— Begin Data for this task —

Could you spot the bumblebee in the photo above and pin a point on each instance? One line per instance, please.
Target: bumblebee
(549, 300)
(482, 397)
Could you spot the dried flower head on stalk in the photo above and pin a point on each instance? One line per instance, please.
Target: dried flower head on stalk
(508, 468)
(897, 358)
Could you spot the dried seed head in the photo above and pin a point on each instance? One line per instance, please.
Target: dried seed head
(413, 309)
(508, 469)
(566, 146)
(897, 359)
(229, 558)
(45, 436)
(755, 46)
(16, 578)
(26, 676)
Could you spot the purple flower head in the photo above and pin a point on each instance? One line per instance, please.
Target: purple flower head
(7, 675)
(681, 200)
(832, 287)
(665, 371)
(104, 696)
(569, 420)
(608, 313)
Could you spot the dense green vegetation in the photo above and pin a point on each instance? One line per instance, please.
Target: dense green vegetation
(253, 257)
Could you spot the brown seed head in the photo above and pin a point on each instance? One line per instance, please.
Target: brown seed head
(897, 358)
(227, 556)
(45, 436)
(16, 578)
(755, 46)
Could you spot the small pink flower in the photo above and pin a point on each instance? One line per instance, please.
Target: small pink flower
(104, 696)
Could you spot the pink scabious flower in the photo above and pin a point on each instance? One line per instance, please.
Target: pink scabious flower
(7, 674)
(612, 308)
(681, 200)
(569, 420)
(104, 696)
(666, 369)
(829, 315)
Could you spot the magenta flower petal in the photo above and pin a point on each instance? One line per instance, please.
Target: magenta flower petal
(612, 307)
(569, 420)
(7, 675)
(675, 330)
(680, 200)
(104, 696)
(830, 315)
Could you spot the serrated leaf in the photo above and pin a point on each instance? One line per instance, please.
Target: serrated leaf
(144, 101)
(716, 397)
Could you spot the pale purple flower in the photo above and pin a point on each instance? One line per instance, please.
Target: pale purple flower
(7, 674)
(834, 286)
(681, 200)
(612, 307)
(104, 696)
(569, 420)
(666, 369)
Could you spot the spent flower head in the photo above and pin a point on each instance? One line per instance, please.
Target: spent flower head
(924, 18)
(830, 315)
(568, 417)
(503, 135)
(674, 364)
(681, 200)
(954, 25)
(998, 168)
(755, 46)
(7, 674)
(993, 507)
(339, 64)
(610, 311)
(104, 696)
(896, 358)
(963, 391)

— End Data for this task —
— Begin Data for this task —

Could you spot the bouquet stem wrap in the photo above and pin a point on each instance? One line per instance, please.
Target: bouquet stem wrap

— End Data for this task —

• Problem description:
Find every line of the records that contains the string "vegetation" and copy each one. Case counts.

• Output:
Could you spot the dense green vegetation in the photo above and pin a point on each instance? One line per instance, please.
Target: dense green vegetation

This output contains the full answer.